### [Material provided]
- - -

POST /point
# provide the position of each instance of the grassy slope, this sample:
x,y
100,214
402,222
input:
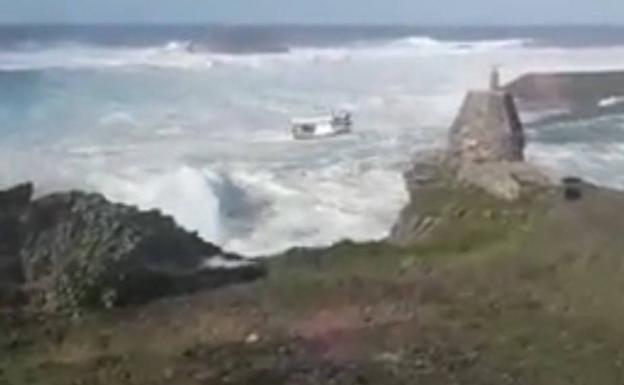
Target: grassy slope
x,y
524,293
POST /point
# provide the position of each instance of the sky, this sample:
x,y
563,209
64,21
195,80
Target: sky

- - -

### [Stated problem]
Reproduce the data above with every occurrence of "position" replaced by "location" and nothing else altered. Leave the pictures out of your answer.

### [Task output]
POST /point
# provide the location of each instance of the grassy slope, this sample:
x,y
100,214
402,222
input:
Target: grassy slope
x,y
524,293
POST /point
# provide the location of each instance of the sky, this sample:
x,y
563,209
64,21
195,80
Target: sky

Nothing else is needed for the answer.